Begin at the line with "Given the photograph above, point out the white concrete" and output every line through the end of the records, exactly as given. Omit pictures.

» **Provided information**:
━━━━

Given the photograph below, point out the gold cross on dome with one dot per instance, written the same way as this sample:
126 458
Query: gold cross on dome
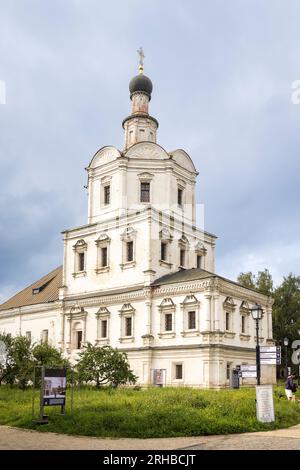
142 56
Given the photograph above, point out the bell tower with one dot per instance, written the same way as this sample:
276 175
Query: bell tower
139 126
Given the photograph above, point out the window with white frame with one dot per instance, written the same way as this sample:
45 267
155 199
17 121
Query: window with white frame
78 339
105 191
28 335
129 251
128 238
168 321
102 317
190 308
178 371
107 194
128 326
200 252
76 329
165 240
180 197
191 320
244 313
183 245
229 308
103 248
227 321
80 250
127 314
145 191
167 318
163 251
243 324
44 336
228 370
104 328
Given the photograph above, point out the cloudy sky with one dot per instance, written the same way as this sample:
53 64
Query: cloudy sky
222 72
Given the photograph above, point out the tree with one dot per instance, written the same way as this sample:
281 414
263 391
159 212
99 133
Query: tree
286 309
104 365
22 361
262 282
246 280
6 368
48 356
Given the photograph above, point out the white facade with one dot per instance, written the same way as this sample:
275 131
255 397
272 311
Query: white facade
141 277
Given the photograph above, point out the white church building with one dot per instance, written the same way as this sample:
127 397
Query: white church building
140 276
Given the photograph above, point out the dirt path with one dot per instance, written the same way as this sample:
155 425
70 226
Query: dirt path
13 439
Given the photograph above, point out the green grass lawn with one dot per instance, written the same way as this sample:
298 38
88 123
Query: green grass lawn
157 412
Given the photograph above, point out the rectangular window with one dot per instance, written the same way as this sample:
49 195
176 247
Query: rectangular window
45 336
107 194
163 251
228 370
180 197
191 320
227 321
104 329
78 339
80 261
145 192
168 322
178 371
243 324
128 326
199 261
104 256
129 252
182 257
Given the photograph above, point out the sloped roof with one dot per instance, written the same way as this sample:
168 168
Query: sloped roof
46 290
194 274
183 275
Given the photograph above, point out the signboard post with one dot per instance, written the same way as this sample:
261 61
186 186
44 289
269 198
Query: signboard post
248 371
265 403
235 378
159 377
52 391
270 355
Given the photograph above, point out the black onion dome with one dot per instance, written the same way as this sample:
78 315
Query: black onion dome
140 83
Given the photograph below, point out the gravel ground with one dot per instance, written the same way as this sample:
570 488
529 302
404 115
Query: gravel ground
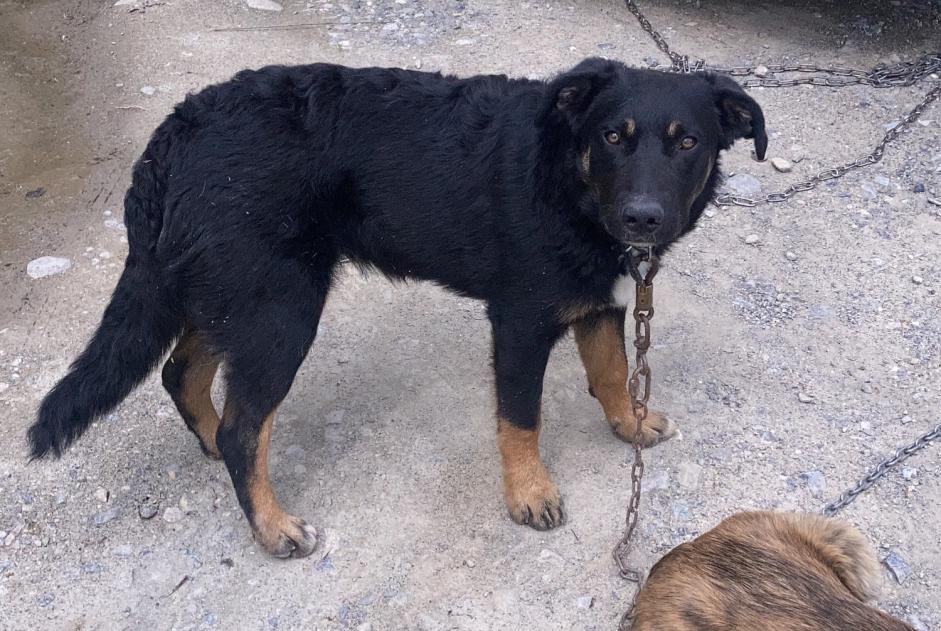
796 345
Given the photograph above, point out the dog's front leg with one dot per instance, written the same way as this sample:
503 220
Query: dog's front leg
600 339
520 352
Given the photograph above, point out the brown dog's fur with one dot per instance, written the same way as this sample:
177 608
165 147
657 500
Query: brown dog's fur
764 571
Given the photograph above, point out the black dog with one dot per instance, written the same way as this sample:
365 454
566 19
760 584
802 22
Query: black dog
521 193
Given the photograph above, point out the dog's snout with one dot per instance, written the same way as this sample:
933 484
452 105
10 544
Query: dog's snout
643 216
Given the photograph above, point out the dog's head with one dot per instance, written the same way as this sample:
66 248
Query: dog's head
647 143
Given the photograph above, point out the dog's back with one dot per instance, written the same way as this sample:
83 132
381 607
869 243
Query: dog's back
766 571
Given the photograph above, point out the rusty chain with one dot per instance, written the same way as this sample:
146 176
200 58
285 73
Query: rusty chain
905 73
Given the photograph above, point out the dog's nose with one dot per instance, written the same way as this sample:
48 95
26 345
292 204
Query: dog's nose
643 216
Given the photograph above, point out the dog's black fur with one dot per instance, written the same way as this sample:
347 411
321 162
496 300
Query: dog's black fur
521 193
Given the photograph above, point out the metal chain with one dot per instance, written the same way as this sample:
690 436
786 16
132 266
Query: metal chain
638 387
905 73
879 471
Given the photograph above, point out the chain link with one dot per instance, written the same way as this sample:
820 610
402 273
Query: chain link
903 74
880 470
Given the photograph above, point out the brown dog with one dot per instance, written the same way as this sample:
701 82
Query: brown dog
765 571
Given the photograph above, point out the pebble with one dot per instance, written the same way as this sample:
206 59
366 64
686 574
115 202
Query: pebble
172 515
264 5
106 515
815 481
783 165
899 568
744 184
148 508
687 475
47 266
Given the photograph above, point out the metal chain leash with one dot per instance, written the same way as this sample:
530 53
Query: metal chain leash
903 74
879 471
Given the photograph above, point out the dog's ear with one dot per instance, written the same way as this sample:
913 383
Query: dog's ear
739 114
571 93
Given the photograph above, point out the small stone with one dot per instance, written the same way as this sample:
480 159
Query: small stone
782 165
148 508
687 475
172 515
744 184
897 566
815 481
47 266
264 5
105 516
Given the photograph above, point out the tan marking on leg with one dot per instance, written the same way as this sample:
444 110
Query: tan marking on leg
194 396
601 347
530 494
630 127
278 532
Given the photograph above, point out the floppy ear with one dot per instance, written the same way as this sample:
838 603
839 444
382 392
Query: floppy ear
739 114
571 93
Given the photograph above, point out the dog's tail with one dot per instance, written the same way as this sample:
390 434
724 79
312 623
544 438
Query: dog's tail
843 549
138 325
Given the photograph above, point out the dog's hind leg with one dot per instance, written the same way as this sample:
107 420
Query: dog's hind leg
600 339
187 376
264 343
520 354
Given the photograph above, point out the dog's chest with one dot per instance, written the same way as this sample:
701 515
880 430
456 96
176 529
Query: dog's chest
621 290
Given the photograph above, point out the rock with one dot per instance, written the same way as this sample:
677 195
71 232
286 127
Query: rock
897 566
815 481
744 184
264 5
148 508
47 266
687 475
172 515
782 165
106 515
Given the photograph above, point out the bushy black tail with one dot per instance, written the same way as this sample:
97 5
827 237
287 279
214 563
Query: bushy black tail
138 325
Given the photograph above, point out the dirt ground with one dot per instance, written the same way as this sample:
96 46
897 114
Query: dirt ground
796 345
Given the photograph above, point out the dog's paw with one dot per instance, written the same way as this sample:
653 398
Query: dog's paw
537 505
286 537
655 429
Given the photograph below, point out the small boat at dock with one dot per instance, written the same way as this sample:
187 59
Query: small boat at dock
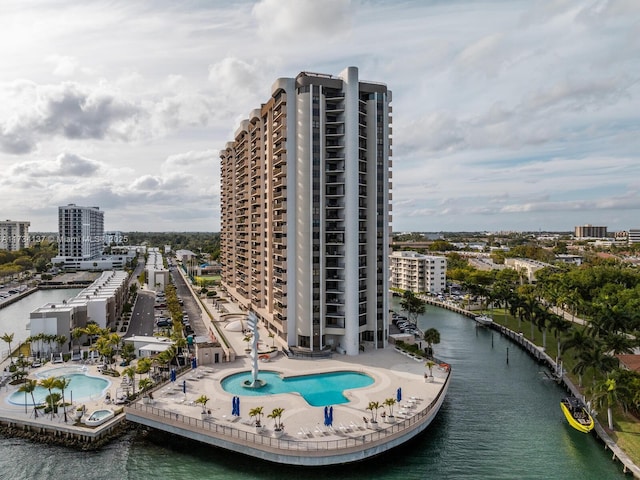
577 414
484 320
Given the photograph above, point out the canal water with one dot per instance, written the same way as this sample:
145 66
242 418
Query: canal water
500 421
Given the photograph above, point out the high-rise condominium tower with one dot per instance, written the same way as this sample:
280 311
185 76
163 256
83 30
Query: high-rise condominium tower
305 204
14 235
80 232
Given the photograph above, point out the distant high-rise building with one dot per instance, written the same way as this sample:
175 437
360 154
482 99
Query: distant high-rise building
634 236
14 236
80 232
305 204
590 231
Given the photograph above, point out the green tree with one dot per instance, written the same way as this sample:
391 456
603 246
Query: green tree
50 383
202 400
276 416
413 305
29 386
389 403
8 338
257 414
606 395
432 337
373 407
61 384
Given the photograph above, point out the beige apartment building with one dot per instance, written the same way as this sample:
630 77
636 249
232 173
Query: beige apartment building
305 212
418 273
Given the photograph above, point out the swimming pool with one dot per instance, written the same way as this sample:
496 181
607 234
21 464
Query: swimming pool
318 390
81 386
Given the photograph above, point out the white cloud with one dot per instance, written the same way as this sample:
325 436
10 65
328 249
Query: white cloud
64 66
507 115
295 20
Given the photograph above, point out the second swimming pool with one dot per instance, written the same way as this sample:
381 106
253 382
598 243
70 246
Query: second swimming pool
318 390
81 387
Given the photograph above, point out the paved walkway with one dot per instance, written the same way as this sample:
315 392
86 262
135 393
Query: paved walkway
389 369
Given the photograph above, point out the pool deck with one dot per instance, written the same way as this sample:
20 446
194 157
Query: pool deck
306 440
15 416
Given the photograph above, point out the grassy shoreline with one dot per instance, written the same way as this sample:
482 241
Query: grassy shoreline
627 426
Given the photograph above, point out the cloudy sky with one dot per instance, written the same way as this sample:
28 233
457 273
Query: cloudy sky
507 114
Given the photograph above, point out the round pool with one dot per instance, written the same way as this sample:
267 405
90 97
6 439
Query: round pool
318 390
81 387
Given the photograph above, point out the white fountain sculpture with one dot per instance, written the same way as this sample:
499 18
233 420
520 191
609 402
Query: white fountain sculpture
252 322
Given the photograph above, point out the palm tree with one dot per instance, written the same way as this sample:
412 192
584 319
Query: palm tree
389 403
8 338
374 407
50 383
76 333
29 387
413 305
180 343
145 384
92 329
202 400
61 384
276 415
432 337
257 413
60 340
606 395
618 343
130 372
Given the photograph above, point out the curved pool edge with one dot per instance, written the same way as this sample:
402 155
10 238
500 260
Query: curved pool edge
329 397
64 371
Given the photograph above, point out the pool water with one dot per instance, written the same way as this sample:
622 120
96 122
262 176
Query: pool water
318 390
81 387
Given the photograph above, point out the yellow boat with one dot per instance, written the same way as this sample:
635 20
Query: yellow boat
577 414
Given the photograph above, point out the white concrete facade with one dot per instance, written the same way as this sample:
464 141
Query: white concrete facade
80 235
101 302
14 235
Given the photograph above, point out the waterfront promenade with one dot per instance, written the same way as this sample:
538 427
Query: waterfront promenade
351 436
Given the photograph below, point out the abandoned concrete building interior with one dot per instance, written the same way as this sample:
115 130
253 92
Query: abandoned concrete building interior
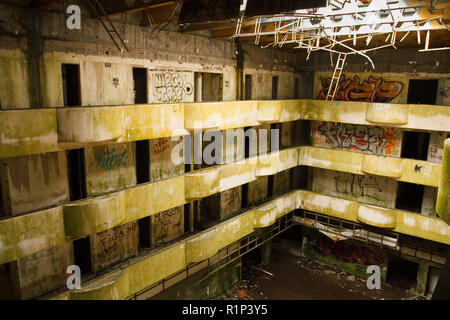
328 124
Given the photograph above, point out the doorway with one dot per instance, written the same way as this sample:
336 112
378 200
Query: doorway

━━━━

» **Output of the exercise**:
Given the photograph above, point out the white concrete facade with one dot per instance, written the same way as this sample:
464 141
Query: white concrete facade
80 235
101 302
14 235
Given the photograph above, point out the waterfront promenade with one dot per instance, written the same way as this sample:
538 427
Query: waterfront promenade
351 436
Given the photograph below, point out the abandoned concrete building interior with one dot per instance, written the same way as this sample:
115 130
253 92
Query: abandoned concrete building interior
328 124
Given the photograph above, point out the doorway with one dot per instance, written the same way as this sample:
336 112
378 200
Query: doorway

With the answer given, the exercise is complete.